● **Action item**: Write what comes next in the text on refund anticipation loans, starting right after its last sentence.

● **Page text**:
Each year, more than 1.5 million taxpayers obtain refund anticipation loans (RALs). This year, the number may be higher as a result of the government shutdown. While, RALs provide faster access to your money, they come with high fees and should only be used as a last resort. These “cash advances” are a potential for scams; before using these loans, take these actions:
- Assess the cost. While some national tax chains promote this service as a “free” cash advance, fees may apply for applying for the advance, checking your credit, and transferring the money to you. Costs for your refund advance check range from $29 to $65. If your refund is on a prepaid debit card, there will likely be additional fees.
- Beware of loan terms based on timing. Additional charges may occur if your refund is delayed.
- Compare other options. Seek less expensive, small-dollar, short-term loans from a community bank or credit union, or a zero-percent credit card. A $35 charge to defer a $350 tax preparation fee for two weeks has an APR of 174 percent.
- To avoid late fees for bills, contact your creditors. Utility companies and medical providers may offer no-cost extensions or no-cost payment plans.

● **Source data**:
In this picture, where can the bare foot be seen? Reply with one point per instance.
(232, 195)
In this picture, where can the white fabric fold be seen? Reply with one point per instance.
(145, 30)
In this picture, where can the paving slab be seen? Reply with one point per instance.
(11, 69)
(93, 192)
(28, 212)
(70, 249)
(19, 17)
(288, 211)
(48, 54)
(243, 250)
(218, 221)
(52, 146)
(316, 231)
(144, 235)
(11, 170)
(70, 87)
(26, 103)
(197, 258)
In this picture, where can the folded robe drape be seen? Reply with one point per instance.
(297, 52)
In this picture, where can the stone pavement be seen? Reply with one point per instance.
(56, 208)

● **Expected answer**:
Always be sure you are doing business with a reputable tax preparer. Check credentials and references. Avoid tax preparers who charge fees based your refund amount, or who deposit your refund in their bank account. Another fraudulent activity is filing false information to increase the amount of the refund.
For additional information on tax refund advances, click here.
- Have students search online for costs for refund anticipation loans.
- Have students prepare a video presentation on avoiding refund anticipation loans.
- What advice would you give a person planning to obtain a refund anticipation loan?
- How might community organizations and government agencies assist people who are considering a refund anticipation loan?